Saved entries

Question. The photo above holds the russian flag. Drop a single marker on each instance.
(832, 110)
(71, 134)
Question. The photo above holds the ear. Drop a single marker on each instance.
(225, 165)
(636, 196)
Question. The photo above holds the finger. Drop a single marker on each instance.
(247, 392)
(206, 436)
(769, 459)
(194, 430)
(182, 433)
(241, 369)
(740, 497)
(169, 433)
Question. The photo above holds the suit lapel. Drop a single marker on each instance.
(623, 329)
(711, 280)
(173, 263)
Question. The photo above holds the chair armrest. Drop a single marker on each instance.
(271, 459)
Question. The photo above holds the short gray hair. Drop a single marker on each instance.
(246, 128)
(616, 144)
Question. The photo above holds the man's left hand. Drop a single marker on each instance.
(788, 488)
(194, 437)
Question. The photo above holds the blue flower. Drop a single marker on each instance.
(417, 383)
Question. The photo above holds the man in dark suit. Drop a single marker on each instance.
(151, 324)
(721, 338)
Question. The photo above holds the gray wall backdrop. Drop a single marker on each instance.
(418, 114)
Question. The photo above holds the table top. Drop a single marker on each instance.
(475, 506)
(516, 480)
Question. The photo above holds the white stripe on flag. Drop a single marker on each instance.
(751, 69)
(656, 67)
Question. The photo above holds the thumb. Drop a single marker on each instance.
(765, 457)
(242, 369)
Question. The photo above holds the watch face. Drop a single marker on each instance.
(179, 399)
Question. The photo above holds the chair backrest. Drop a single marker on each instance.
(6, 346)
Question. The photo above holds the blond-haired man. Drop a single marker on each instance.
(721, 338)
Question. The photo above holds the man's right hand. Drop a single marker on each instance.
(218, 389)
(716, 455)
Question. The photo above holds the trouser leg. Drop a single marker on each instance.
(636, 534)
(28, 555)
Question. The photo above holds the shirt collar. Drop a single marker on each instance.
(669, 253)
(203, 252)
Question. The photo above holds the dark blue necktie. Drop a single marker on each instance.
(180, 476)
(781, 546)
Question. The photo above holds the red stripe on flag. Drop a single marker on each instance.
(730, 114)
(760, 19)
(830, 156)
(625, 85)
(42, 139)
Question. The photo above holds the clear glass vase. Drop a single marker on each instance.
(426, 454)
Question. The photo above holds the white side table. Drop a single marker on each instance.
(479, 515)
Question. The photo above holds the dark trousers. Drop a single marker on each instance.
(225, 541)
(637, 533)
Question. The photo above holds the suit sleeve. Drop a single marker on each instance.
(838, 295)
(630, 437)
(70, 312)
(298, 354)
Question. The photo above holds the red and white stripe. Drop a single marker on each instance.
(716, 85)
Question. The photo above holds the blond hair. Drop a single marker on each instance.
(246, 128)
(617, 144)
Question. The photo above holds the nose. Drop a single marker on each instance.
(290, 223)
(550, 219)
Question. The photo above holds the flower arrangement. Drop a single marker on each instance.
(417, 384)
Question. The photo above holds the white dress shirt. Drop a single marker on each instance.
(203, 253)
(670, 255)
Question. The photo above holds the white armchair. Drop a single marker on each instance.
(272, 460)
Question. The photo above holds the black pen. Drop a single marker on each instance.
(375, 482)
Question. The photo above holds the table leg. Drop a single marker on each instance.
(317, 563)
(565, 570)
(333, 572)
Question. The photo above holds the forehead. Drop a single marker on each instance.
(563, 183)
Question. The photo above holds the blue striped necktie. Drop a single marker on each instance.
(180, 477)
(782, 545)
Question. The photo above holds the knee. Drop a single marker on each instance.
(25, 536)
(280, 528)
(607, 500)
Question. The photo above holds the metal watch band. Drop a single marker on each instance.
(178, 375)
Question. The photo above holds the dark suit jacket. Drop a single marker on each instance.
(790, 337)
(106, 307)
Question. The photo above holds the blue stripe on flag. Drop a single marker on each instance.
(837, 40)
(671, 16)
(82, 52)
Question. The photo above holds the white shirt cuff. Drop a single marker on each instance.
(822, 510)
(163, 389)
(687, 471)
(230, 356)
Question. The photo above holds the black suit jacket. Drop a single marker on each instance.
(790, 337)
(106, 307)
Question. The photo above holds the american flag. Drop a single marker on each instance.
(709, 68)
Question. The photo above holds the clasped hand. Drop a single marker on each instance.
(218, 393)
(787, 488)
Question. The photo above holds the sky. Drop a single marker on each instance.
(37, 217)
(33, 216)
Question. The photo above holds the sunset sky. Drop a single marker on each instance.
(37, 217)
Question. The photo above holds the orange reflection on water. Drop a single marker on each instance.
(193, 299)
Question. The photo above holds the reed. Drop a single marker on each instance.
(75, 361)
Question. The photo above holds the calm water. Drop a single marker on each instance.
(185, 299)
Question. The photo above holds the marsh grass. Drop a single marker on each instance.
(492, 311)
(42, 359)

### DIRECTIONS FOR THIS TASK
Take the line with "Question. The photo above holds the dark suit" and all lines after it through the end of the records, and write them out exactly; include nothing else.

### RESPONSE AREA
Question. The photo above holds the dark suit jacket. Drop a single marker on each instance.
(790, 337)
(106, 307)
Question. The photo above holds the blue stripe on flag. Drop a single marker on each instance.
(837, 40)
(671, 16)
(82, 52)
Question. The photo above holds the white shirt cuff. Drop a single marker on each instance.
(822, 510)
(163, 389)
(687, 471)
(230, 356)
Question. The photo above holds the black suit jacket. Drop a single marker on each instance.
(790, 337)
(106, 307)
Question. The photo above holds the american flag. Drop a single marker on each instance.
(709, 68)
Question. The photo above holds the clasped hand. Drop a single marker on each instance.
(218, 393)
(787, 488)
Question. The photo above holds the sky. Drop a single marker on each instance.
(37, 217)
(33, 216)
Question. The photo above holds the sunset sky. Drop a single marker on each instance.
(37, 217)
Question. The photo above holds the orange reflection on water. Drop a single marker on each instance.
(193, 299)
Question. The photo above holds the reed. Drop a single marker on each instance.
(75, 361)
Question. The photo above holds the calm water. Drop a single marker on each instance.
(185, 299)
Question. The photo above holds the marsh grass. Drop a single marker on each instance.
(492, 311)
(42, 359)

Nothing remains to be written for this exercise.